:: QUOTED PASSAGE ::

----

FIG. 47 is a block diagram of a functional configuration of the master server 1501 (information managing apparatus). The master server 1501 includes a receiving unit 4701, a common compressed parameter generating unit 4702, a common Huffman tree generating unit 4703, an expanding unit 4704, a compressing unit 4705, a reconfiguring unit 4706, and a transmitting unit 4707. Functions of the units from the receiving unit 4701 to the transmitting unit 4707 are implemented by, for example, causing the CPU 101 to execute a program stored in the storage area such as the ROM 102, the RAM 103, and the magnetic disc 105 depicted in FIG. 1, or by the I/F 109.
The receiving unit 4701 has a function of receiving data transmitted from the slave server 1502-1. More specifically, for example, the receiving unit 4701 receives the sets of archives 200-1 to 200-N and the Huffman trees h-1 to h-N from the slave servers 1502-1 to 1502-N.
The common compression parameter generating unit 4702 has a function of generating the common compression parameter P for all sets of archives 200-1 to 200-N. More specifically, for example, as depicted in FIG. 38, the compression parameters P1 and P2 included in the sets of archives 200-1 and 200-2 received from the slave servers 1502-1 and 1502-2 are extracted. The common compression parameter P is generated by summing, for each character, the frequency of appearance of the extracted compression parameters P1 and P2. The generated common compression parameter P is transmitted to the common Huffman tree generating unit 4703 and the archives generating unit 4713.
The common Huffman tree generating unit 4703 has a function of generating the common Huffman tree H for all sets of archives 200-1 to 200-N. More specifically, for example, the common Huffman tree generating unit 4703 generates the common Huffman tree H by allocating “0” and “1” to characters in descending order of the frequency of appearance of the common compression parameter P using the binary search (see FIGS. 22 and 23). The generated common Huffman tree is transmitted to the expanding unit 4704 and the archives generating unit 4713.
The expanding unit 4704 has a function of expanding the compressed file group f included in the archives 200-1 for each set of archives 200-I. The Huffman tree used in the expansion process is the Huffman tree h-1 transmitted together with the archives 200-I. For example, as depicted in FIG. 44, the file group Fa to be searched is formed by expanding the compressed file group fa using the Huffman tree h-1 that is used for the compression of the compressed file group fa. Similarly, the file group Fb to be searched is obtained by expanding the compressed file group fb using the Huffman tree h-2 that is used for the compression of the compressed file group fb.
The compressing unit 4705 has a function of recompressing the file group to be searched that has been expanded by the expanding unit 4704. The Huffman tree used for the recompression is the common Huffman tree H. For example, as depicted in FIG. 44, the compressed file group ga is obtained by recompressing the file group Fa using the common Huffman tree H. Similarly, the compressed file group gb is obtained by recompressing the file group Fb using the Huffman tree H that is used for compressing the file group Fb. The compressed file groups ga and gb are integrated by an integrating unit 4711.

----

:: STORED RECORDS ::
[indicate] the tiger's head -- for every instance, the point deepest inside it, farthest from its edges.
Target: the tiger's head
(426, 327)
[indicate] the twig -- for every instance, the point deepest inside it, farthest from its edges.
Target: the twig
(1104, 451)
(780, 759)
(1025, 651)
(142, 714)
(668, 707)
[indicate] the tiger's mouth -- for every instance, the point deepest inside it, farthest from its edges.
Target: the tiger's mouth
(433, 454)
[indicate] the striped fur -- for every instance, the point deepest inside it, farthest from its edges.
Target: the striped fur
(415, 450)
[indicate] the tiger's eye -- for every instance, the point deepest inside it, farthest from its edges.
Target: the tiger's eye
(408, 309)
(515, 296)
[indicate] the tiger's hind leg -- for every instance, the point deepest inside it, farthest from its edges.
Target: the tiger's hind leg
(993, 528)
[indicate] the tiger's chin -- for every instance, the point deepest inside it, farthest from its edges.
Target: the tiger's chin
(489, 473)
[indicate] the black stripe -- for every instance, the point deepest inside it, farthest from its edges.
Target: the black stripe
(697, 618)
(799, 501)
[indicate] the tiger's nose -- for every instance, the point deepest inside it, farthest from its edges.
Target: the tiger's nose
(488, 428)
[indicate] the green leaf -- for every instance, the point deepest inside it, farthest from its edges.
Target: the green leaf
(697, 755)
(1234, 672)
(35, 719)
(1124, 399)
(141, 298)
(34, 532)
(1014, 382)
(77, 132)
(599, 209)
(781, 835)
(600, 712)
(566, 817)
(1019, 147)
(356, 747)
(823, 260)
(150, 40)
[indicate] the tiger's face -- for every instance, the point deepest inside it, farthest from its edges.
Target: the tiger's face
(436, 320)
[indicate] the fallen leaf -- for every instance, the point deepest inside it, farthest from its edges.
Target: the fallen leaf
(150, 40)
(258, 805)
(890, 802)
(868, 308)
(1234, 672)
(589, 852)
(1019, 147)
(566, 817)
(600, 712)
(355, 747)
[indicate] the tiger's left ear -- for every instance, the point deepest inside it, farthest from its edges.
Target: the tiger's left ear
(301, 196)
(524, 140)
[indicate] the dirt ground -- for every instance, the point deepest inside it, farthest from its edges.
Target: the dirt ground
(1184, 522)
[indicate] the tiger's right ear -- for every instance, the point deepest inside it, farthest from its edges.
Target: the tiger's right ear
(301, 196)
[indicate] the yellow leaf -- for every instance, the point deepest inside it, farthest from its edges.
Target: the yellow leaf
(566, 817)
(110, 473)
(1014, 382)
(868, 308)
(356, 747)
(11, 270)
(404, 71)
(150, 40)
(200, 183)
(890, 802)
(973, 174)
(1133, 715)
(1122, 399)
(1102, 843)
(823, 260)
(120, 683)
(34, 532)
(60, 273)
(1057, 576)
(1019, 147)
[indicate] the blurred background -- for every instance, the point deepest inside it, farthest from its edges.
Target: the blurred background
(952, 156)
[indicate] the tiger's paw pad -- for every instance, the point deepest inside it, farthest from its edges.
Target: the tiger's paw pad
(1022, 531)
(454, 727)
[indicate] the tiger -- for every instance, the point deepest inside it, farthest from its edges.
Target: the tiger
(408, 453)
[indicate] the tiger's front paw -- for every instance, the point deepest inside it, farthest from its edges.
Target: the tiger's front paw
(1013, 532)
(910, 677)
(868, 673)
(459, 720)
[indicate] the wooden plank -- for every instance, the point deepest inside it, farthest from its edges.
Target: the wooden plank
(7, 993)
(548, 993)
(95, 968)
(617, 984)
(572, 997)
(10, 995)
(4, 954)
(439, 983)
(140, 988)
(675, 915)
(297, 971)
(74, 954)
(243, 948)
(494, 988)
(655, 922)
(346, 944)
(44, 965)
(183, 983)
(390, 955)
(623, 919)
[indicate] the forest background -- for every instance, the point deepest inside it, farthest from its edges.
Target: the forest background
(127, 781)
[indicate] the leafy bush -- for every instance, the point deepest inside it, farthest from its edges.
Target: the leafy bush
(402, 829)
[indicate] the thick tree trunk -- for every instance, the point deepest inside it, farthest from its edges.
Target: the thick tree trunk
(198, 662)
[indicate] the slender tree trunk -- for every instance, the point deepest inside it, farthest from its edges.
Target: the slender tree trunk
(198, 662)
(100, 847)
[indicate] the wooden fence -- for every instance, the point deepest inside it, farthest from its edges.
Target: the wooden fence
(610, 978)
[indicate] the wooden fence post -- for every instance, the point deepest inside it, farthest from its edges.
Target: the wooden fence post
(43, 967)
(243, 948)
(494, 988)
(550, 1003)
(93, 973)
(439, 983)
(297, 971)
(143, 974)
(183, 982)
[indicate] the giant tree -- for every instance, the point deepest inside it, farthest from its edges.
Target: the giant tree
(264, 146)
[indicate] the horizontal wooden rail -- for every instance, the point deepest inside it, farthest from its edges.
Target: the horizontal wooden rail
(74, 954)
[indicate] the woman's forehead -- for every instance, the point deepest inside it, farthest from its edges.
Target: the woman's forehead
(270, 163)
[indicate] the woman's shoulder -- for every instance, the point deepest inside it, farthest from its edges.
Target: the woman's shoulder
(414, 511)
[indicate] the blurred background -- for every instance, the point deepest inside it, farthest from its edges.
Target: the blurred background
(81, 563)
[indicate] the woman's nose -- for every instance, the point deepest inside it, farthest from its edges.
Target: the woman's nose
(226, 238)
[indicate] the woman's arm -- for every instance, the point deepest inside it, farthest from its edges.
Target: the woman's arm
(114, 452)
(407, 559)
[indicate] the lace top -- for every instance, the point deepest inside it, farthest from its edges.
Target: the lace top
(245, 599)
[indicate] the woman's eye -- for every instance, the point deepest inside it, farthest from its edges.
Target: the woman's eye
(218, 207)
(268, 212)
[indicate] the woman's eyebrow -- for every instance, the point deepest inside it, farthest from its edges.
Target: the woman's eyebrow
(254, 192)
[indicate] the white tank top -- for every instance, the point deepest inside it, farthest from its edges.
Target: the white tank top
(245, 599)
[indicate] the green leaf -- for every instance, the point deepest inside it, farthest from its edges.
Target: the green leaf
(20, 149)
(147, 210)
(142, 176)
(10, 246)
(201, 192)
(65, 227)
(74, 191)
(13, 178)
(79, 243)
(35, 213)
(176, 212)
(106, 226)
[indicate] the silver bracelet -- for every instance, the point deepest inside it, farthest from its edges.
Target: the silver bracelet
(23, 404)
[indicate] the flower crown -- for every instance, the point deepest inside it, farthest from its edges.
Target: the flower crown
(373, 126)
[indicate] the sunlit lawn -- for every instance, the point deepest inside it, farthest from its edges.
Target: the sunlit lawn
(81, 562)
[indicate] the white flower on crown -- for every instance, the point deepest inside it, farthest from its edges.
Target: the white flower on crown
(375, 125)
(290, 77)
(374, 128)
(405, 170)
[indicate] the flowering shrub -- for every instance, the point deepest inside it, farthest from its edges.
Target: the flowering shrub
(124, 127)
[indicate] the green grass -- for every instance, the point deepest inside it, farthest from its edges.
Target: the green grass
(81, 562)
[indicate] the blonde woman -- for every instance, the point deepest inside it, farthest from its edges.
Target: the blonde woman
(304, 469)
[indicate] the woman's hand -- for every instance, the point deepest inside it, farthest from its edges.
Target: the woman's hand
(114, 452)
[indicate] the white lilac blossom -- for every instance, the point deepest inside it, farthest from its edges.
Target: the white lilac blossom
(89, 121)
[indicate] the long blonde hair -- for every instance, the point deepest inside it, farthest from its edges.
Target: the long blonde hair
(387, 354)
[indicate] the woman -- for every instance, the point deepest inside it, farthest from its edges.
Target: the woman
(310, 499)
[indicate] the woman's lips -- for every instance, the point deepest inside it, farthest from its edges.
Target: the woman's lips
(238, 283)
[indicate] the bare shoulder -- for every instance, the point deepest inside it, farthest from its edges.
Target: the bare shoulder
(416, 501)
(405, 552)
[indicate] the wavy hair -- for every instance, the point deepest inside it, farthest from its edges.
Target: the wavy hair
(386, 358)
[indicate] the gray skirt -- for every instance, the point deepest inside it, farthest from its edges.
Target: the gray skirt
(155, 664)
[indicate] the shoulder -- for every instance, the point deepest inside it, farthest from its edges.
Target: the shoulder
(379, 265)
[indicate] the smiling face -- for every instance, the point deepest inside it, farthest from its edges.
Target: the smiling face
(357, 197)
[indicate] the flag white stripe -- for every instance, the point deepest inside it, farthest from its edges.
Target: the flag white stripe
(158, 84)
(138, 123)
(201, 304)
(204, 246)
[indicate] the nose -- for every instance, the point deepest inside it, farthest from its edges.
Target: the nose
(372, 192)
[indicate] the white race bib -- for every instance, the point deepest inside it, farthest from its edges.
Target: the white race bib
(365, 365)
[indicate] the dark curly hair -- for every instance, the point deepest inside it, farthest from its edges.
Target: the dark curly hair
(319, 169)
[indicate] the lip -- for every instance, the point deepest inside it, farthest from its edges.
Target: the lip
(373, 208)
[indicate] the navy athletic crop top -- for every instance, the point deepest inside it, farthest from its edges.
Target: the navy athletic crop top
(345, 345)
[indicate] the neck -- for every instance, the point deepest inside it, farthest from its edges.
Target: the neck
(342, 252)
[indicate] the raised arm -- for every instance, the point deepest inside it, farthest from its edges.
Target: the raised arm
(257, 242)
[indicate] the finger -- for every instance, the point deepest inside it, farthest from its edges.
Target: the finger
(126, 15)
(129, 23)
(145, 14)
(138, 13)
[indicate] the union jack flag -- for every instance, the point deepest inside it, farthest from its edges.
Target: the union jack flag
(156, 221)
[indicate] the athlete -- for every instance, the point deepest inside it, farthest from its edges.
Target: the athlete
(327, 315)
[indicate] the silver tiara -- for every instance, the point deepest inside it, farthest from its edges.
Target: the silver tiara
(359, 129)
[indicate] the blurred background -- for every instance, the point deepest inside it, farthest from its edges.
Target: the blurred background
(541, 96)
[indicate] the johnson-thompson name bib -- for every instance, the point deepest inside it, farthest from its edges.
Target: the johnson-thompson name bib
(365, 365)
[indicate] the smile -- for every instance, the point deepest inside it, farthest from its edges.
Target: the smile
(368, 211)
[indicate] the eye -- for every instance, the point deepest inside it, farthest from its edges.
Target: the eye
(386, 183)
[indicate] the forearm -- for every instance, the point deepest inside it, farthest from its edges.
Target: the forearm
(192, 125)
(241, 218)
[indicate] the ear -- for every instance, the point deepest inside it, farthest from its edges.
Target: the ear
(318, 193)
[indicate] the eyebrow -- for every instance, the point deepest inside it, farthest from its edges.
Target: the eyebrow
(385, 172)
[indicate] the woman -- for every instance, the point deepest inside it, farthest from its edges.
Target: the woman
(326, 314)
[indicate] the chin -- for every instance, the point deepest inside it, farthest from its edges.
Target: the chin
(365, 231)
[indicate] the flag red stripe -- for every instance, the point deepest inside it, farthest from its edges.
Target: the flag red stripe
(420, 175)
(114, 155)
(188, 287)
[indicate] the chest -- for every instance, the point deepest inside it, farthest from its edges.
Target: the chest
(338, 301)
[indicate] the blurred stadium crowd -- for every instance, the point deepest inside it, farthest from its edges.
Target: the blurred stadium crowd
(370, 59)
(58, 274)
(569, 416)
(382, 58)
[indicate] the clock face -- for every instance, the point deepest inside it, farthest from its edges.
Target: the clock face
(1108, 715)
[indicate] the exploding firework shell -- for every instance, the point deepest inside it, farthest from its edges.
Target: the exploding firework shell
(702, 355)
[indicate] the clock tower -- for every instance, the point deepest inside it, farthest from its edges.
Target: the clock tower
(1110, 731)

----

:: TO-DO LIST ::
**1.** Copy the listing verbatim from the line containing "[indicate] the chest" through the end of the listing, including both of those lines.
**2.** Write the next part of the passage on the master server's functional units, starting right after its final sentence.

:: TASK-BY-TASK ANSWERS ::
**1.**
[indicate] the chest -- for every instance, the point deepest inside it, farthest from its edges.
Target: the chest
(338, 301)
[indicate] the blurred stadium crowd -- for every instance, the point deepest inside it, farthest from its edges.
Target: the blurred stadium crowd
(370, 59)
(58, 274)
(569, 416)
(382, 58)
[indicate] the clock face -- for every instance, the point deepest inside it, farthest from its edges.
Target: the clock face
(1108, 715)
[indicate] the exploding firework shell -- for every instance, the point deepest inside it, farthest from its edges.
Target: the exploding firework shell
(702, 355)
[indicate] the clock tower -- for every instance, the point deepest inside it, farthest from its edges.
Target: the clock tower
(1110, 731)

**2.**
The reconfiguring unit 4706 has a function of reconfiguring the each set of received archives 200-I and each Huffman tree h-I. The reconfiguring unit 4706 includes the integrating unit 4711, an allocating unit 4712, and an archives generating unit 4713. The integrating unit 4711 has a function of integrating the data in each set of archives 200-I.
More specifically, for example, as depicted in FIGS. 39 to 43, the integrating unit 4711 integrates: the character appearance map linking tables 211 a and 211 b respectively of the sets of archives 200-1 and 200-2; the file path tables 222 a and 222 b; the single-character appearance maps Ma1 and Mb1; and the consecutive-character appearance map Ma2 and Mb2 and, thereby, the integrating unit 4711 obtains the character appearance map linking table 3900 after the integration, the file path linking table 4000 after the integration, the file path table 4100 after the integration, the single-character appearance map Mab1 after the integration, and the consecutive-character appearance map Mab2 after the integration.
As depicted in FIG. 44, the integrating unit 4711 integrates the compressed file group ga and gb that are recompressed by the compressing unit 4705 respectively for the sets of archives 200-1 and 200-2 and the integrating unit 4711 obtains the compressed file group g after the integration.
The allocating unit 4712 has a function of allocating to each slave server 1502-I, the data integrated by the integrating unit 4711 such that the access frequency after the allocation is equivalent in each slave server 1502-I for each set of archives.
More specifically, for example, as depicted in FIG. 39, the records of the character appearance map linking table 3900 after the integration are allocated such that the access frequencies or the sort positions thereof are substantially equivalent, and thereby, the character appearance map linking tables 3900 a and 3900 b reconfigured respectively for the slave servers 1502-1 and 1502-2 are obtained.
Descriptions of the file path linking table 4000 after the integration, the file path table 4100 after the integration, the single-character appearance map Mab1 after the integration, and the consecutive-character appearance map Mab2 are identical to those given with respect to FIGS. 40 to 43. As depicted in FIG. 44, the allocating unit 4712 further allocates, for the compressed file group g after the integration, such that the access frequencies or the sort positions thereof are substantially equivalent, and the compressed file groups g1 and g2 that are reconfigured for each of the slave servers 1502-1 and 1502-2 are obtained.
The archives generating unit 4713 has a function of generating new archives that are reconfigured for each slave server 1502-I. More specifically, for example, the archives generating unit 4713 aggregates, for each of the slave servers 1502-1 and 1502-2, the data allocated respectively thereto and thereby, forms the sets of new archives A1 and A2.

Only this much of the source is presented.